##### Excerpt provided #####
Myofiber degeneration in autosomal dominant Emery-Dreifuss muscular dystrophy (AD-EDMD) (LGMD1B)

Abstract

Autosomal dominant Emery-Dreifuss muscular dystrophy is caused by mutations in the LMNA gene that code for the nuclear membrane protein lamin A/C. We investigated skeletal muscle fibers from several muscles for cytoplasmic degenerative changes in three patients with genetically confirmed Emery-Dreifuss muscular dystrophy. Methods included quantitative light and electron microscopy and PCR-based mutational analysis.

Results: The degenerative pathway was characterized by the gradual replacement of individual myofibers by connective tissue. Early stages of degeneration typically involved only a segment of the cross-sectional area of a myofiber. Intermediate stages consisted of myofiber shrinkage due to "shedding" of peripheral cytoplasmic portions into the endomysial space, and fragmentation of the myofibers by interposed collagen fibrils. Empty basement membrane sheaths surrounded by abundant deposits of extracellular matrix marked the end stage of the degenerative process. The nuclear number-to-cytoplasmic area in myofibers of one patient increased with increasing cross-sectional area, suggesting that satellite cell fusion with myofibers may have compensated for myofiber shrinkage. The pattern of degeneration described herein differs from muscular dystrophies with plasma membrane defects (dystrophinopathy, dysferlinopathy) and explains the frequently found absence of highly elevated serum creatine kinase levels in autosomal dominant Emery-Dreifuss muscular dystrophy.

Figure 1

Case 1. Myofibers in early (A,B,F,G), intermediate (C,D,H) and late (E,I) stages of degeneration. A,F. Biopsy at 4 years. Right vastus medialis muscle. B–E,G–I. Autopsy specimens. B,G–I. Left biceps muscle. C–E. Right deltoid muscle. A. The cytoplasm of the myofiber is fragmented at the periphery (arrow). B. The myofiber’s surface is indented on the left side and replaced by extracellular matrix. C,D. Intermediate stages. The cross‐sectional area is reduced. The myofibers are surrounded by deposits of extracellular matrix. Note small cytoplasmic fragments separated from the parent myofiber by extracellular matrix in (D) (arrow). E. End stage. Deposits of collagen and fibroblasts occupy endomysial space among myofibers. F,G.“Shedding” of cytoplasmic fragments (arrowheads). H. Myofiber fragmented by streaks of extracellular matrix. I. End stage. Basement membrane sheath containing few cytoplasmic fragments is surrounded by deposits of extracellular matrix.
##### Source data #####
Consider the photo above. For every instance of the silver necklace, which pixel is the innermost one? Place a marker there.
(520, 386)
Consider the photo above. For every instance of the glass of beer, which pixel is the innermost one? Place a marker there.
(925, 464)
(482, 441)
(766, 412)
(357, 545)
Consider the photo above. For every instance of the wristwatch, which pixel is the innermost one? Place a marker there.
#####
Task set
1) According to the Emery-Dreifuss excerpt, what marked the end stage of the degenerative process?
2) Translate this sentence from the Emery-Dreifuss excerpt into Spanish: "Early stages of degeneration typically involved only a segment of the cross-sectional area of a myofiber."
3) Return the passage of the Emery-Dreifuss excerpt between "Autosomal dominant Emery-Dreifuss muscular dystrophy is" and "PCR-based mutational analysis.", inclusive.

Solved problems
1) Empty basement membrane sheaths surrounded by abundant deposits of extracellular matrix marked the end stage.

2) Las etapas tempranas de la degeneración típicamente afectaban solo a un segmento del área transversal de una miofibra.

3)
Autosomal dominant Emery-Dreifuss muscular dystrophy is caused by mutations in the LMNA gene that code for the nuclear membrane protein lamin A/C. We investigated skeletal muscle fibers from several muscles for cytoplasmic degenerative changes in three patients with genetically confirmed Emery-Dreifuss muscular dystrophy. Methods included quantitative light and electron microscopy and PCR-based mutational analysis.